*Prompt:*
Beginning at the line containing "Hi there — would you mind identifying the sky", restate each line of the listing below word for word until the last one has been given.

*Records:*
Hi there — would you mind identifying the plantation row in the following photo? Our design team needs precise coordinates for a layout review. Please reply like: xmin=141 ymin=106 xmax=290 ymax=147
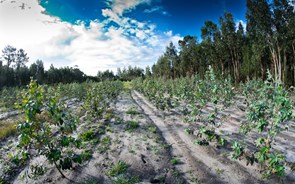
xmin=0 ymin=80 xmax=123 ymax=183
xmin=132 ymin=67 xmax=295 ymax=179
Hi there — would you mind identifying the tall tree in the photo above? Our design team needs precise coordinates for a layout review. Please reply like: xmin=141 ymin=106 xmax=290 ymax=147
xmin=272 ymin=0 xmax=295 ymax=84
xmin=164 ymin=42 xmax=179 ymax=78
xmin=219 ymin=12 xmax=242 ymax=83
xmin=1 ymin=45 xmax=17 ymax=67
xmin=178 ymin=36 xmax=198 ymax=77
xmin=246 ymin=0 xmax=272 ymax=80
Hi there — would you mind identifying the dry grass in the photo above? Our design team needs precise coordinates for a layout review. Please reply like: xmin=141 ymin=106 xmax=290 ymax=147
xmin=0 ymin=120 xmax=17 ymax=141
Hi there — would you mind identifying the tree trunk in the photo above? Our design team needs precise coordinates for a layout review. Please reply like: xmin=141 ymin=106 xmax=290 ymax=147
xmin=283 ymin=48 xmax=287 ymax=85
xmin=292 ymin=42 xmax=295 ymax=86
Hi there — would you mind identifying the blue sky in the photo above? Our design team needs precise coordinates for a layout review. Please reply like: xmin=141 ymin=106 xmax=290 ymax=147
xmin=0 ymin=0 xmax=246 ymax=75
xmin=40 ymin=0 xmax=246 ymax=37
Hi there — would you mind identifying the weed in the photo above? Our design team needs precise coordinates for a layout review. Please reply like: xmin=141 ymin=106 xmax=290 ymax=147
xmin=148 ymin=126 xmax=157 ymax=134
xmin=105 ymin=125 xmax=112 ymax=132
xmin=104 ymin=112 xmax=114 ymax=120
xmin=79 ymin=129 xmax=95 ymax=142
xmin=106 ymin=160 xmax=129 ymax=177
xmin=28 ymin=164 xmax=47 ymax=179
xmin=159 ymin=143 xmax=171 ymax=149
xmin=98 ymin=136 xmax=112 ymax=153
xmin=0 ymin=120 xmax=17 ymax=140
xmin=216 ymin=168 xmax=224 ymax=175
xmin=173 ymin=170 xmax=181 ymax=177
xmin=125 ymin=120 xmax=139 ymax=132
xmin=170 ymin=158 xmax=179 ymax=165
xmin=81 ymin=150 xmax=93 ymax=161
xmin=184 ymin=128 xmax=193 ymax=135
xmin=126 ymin=107 xmax=140 ymax=115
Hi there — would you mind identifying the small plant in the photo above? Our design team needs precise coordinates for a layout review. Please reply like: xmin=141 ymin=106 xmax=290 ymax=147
xmin=14 ymin=80 xmax=85 ymax=178
xmin=28 ymin=164 xmax=47 ymax=179
xmin=79 ymin=129 xmax=96 ymax=142
xmin=113 ymin=175 xmax=140 ymax=184
xmin=238 ymin=71 xmax=293 ymax=178
xmin=184 ymin=128 xmax=193 ymax=135
xmin=170 ymin=158 xmax=179 ymax=165
xmin=126 ymin=107 xmax=140 ymax=115
xmin=107 ymin=160 xmax=129 ymax=177
xmin=0 ymin=120 xmax=17 ymax=140
xmin=98 ymin=136 xmax=112 ymax=153
xmin=125 ymin=120 xmax=139 ymax=132
xmin=81 ymin=150 xmax=93 ymax=161
xmin=148 ymin=126 xmax=157 ymax=134
xmin=231 ymin=141 xmax=243 ymax=159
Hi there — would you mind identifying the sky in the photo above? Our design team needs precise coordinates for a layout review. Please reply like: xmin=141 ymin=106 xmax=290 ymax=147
xmin=0 ymin=0 xmax=246 ymax=76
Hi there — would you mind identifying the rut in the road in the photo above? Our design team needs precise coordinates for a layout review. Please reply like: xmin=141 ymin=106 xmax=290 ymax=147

*Output below:*
Hi there — would you mind identifying the sky in the photo above? Our design team needs precise coordinates for a layout review. Please reply like: xmin=141 ymin=106 xmax=290 ymax=147
xmin=0 ymin=0 xmax=246 ymax=76
Hi there — would you mind identifying the rut in the road in the photo above? Our design team needs precise coordinates for a layout review. Please reply like: xmin=141 ymin=106 xmax=290 ymax=147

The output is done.